● Reading passage
Start of Block
All three councils have passed motions confirming their interest in such an arrangement, and have directed their respective CAOs to pursue negotiations.
Negotiations are underway on a proposed cost-sharing between Irricana, Beiseker, and Acme to fund a full-time peace officer to patrol the three communities.

The Town of Irricana and the Villages of Beiseker and Acme are negotiating a potential cost-sharing agreement where one peace officer would cover all three communities to help enforce local bylaws and traffic laws.

“Fortunately, our three communities are starting to work well together on inter-municipal relations, and this is one initiative to show that,” said Irricana Mayor Jim Bryson. “It is going to help all three communities – so it is a win-win-win.”

Irricana and Beiseker did have a previous cost-sharing agreement to fund a peace officer together, confirmed Beiseker Mayor Warren Wise, but that agreement lapsed about four years ago.

“With a new administration and a new council they have there, it was thought we should approach them again and see what interest there might be,” said Wise. “I gather they are expressing some interest.”

Wise confirmed Beiseker had also approached the Village of Acme to see if that nearby community would like to be party to the agreement, and had received a similar positive response.

All three councils have now passed motions confirming their interest in such an arrangement, and have directed their respective CAOs to pursue negotiations.

Bryson said the first proposal on the table had been a 40-40 cost split between Beiseker and Irricana, with Acme kicking in the additional 20 per cent. But, he stressed, negotiations were still actively underway as of press time between the administrations of all three municipalities.
End of Block
● Task requirements
Could you extend the news article on the peace officer cost-sharing talks, picking up right after its last sentence?

● Entries provided
Start of Block
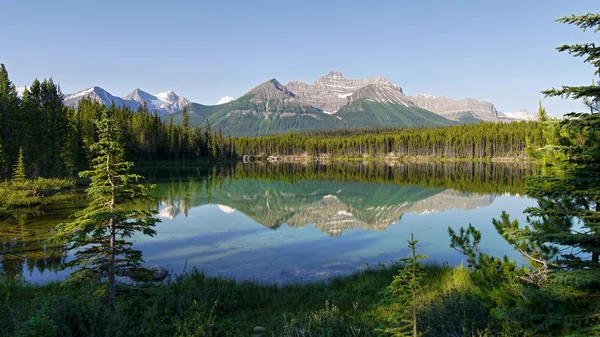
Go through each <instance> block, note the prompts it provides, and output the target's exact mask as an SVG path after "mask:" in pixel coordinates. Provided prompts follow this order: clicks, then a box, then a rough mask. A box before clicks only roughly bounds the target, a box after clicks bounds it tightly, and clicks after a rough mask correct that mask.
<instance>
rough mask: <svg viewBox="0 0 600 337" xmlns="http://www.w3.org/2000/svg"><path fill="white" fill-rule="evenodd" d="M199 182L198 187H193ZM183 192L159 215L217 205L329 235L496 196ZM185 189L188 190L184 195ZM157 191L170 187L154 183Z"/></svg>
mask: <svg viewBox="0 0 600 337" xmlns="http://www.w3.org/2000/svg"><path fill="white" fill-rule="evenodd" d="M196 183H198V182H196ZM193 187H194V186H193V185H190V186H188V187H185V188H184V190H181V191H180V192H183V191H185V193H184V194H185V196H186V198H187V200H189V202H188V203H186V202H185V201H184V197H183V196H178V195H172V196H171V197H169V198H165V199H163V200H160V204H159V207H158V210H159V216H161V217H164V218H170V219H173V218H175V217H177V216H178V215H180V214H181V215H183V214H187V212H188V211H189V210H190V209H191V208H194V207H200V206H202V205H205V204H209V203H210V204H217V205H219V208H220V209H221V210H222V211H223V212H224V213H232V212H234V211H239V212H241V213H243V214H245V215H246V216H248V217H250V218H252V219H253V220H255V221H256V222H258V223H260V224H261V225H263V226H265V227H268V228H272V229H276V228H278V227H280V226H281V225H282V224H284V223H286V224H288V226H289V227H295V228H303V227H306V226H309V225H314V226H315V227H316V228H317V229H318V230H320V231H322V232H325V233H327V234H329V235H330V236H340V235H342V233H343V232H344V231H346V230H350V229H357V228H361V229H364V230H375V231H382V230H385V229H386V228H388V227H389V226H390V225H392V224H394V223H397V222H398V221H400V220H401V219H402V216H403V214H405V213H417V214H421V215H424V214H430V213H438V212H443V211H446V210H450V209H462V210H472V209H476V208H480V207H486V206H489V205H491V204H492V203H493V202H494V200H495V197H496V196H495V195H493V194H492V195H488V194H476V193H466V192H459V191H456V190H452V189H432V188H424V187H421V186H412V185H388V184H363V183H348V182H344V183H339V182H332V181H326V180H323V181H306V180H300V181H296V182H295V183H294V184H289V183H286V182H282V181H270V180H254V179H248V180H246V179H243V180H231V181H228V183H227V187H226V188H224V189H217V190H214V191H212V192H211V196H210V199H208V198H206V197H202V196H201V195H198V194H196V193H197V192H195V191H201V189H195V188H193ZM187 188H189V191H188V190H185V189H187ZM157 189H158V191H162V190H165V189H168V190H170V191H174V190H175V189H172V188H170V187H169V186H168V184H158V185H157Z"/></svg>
End of Block
Start of Block
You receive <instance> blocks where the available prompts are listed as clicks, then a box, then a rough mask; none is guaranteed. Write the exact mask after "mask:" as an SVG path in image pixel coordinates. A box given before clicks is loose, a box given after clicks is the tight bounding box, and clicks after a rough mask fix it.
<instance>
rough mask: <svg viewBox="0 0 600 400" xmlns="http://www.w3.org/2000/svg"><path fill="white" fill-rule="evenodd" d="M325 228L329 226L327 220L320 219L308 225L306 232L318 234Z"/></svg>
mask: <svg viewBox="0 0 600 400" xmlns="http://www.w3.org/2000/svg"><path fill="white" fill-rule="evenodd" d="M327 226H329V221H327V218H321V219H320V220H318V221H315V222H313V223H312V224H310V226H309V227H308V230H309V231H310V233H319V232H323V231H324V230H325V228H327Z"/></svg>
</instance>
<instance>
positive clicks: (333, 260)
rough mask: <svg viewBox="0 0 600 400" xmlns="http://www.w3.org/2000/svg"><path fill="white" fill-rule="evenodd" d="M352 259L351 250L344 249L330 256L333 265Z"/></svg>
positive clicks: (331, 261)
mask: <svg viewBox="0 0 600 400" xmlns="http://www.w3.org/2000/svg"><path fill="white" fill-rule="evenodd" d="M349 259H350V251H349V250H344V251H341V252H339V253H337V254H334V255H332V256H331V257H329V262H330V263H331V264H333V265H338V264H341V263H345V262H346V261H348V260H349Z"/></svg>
End of Block
Start of Block
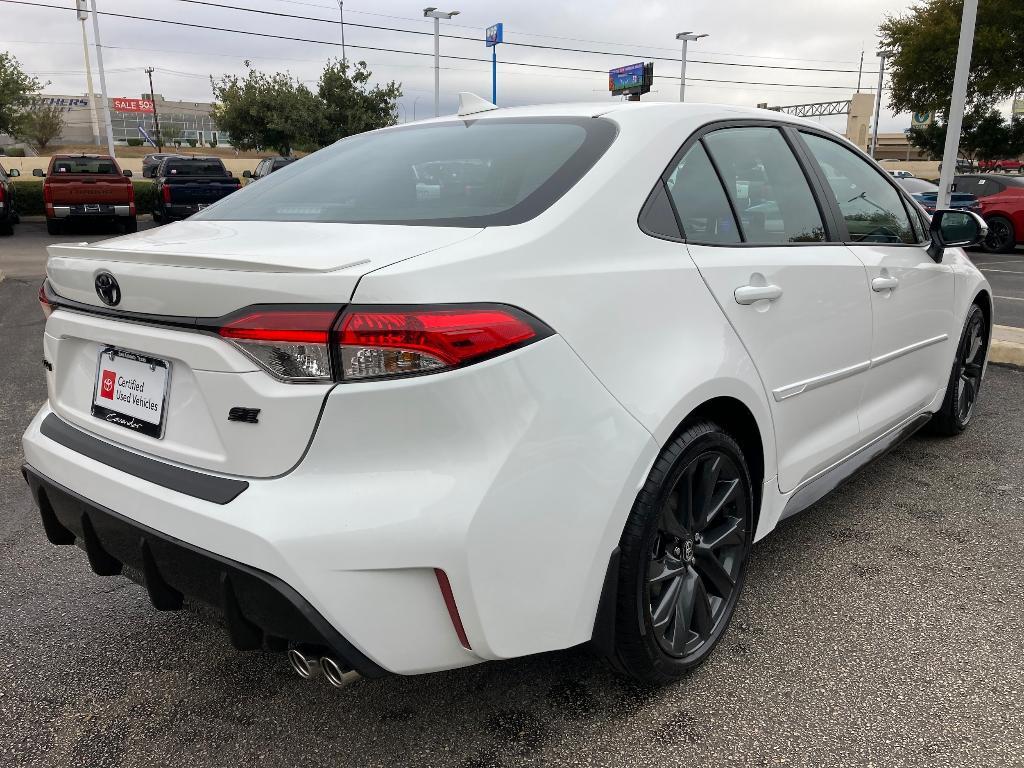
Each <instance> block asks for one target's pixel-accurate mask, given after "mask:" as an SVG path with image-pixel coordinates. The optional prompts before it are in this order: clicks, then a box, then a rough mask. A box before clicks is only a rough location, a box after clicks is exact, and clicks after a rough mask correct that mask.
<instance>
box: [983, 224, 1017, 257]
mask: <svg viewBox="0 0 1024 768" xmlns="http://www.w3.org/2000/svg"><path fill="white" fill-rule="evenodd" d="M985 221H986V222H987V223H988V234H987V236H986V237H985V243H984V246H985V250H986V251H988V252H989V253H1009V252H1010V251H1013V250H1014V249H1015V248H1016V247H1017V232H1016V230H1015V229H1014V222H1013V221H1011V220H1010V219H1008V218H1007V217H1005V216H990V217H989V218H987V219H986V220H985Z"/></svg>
End of Block
● Result
“Those are the details that are still being worked out,” he explained. “Nothing in the actual split is cut in stone yet.”

Bryson said he was excited by the prospect of once again having a peace officer enforcing local bylaws and ensuring Irricana residents were following the Traffic Safety Act in their driving habits. The town has been without a dedicated bylaw enforcement officer for several years now, which has perhaps led to some carelessness in local motorists following road rules and local speed limits.

“It’s a problem, and it has been getting worse,” said Bryson when asked about the number of bylaw and traffic safety violations in the small community of 1,200 residents. “If and when (enforcement) starts, we will have three or four months of warnings to let people know that we are starting to enforce our bylaws again. We are not going to jump in and start penalizing people right away.”

Mayor Wise confirmed Beiseker previously had a part-time peace officer active in the village, but the new agreement would allow the three communities to employ an officer full-time, and fund the position a little more easily.